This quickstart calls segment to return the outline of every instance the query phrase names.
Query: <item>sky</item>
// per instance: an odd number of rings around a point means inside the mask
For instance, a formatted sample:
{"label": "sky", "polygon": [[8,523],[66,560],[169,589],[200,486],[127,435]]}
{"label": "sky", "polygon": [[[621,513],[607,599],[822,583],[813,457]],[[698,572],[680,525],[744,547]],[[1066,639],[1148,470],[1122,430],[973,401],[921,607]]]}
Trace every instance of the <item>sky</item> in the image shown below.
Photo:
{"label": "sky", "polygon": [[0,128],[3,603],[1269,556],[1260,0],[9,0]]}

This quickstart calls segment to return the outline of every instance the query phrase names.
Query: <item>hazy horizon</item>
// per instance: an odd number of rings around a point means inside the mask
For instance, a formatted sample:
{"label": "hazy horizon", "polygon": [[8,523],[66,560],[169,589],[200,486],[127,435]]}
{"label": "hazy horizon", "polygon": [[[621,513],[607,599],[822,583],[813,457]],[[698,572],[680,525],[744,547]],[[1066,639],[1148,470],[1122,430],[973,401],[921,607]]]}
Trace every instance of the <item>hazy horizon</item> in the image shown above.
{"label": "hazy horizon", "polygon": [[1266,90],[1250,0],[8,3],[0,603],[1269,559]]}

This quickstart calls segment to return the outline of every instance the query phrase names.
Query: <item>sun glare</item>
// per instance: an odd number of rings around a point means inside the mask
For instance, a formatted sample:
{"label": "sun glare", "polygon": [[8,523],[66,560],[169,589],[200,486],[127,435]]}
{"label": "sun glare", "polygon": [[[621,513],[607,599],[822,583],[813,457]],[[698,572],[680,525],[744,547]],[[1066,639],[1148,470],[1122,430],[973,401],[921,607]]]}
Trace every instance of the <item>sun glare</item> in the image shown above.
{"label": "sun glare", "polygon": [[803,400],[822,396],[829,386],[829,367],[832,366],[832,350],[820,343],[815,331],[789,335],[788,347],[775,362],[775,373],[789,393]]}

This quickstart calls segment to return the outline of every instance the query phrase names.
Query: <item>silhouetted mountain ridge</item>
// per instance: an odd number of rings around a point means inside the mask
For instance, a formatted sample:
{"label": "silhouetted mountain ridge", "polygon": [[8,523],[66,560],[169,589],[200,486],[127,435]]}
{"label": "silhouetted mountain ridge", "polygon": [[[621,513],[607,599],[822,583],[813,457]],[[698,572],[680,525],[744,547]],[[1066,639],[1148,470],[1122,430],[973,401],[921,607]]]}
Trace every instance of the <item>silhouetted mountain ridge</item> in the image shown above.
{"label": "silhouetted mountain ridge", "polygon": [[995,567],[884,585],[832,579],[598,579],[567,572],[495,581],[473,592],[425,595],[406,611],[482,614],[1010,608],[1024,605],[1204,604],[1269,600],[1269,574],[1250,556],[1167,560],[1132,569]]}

■ Task to carry out: Show every line of the records above that contains the string "hazy", copying each such line in full.

■ Problem solution:
Query: <item>hazy horizon</item>
{"label": "hazy horizon", "polygon": [[8,523],[66,560],[169,589],[200,486],[127,435]]}
{"label": "hazy horizon", "polygon": [[[621,513],[607,599],[822,583],[813,457]],[[698,572],[680,525],[744,547]],[[1066,639],[1148,470],[1122,430],[973,401],[921,607]]]}
Trace every instance of the <item>hazy horizon</item> in the image shown above.
{"label": "hazy horizon", "polygon": [[1266,90],[1250,0],[8,3],[0,603],[1269,559]]}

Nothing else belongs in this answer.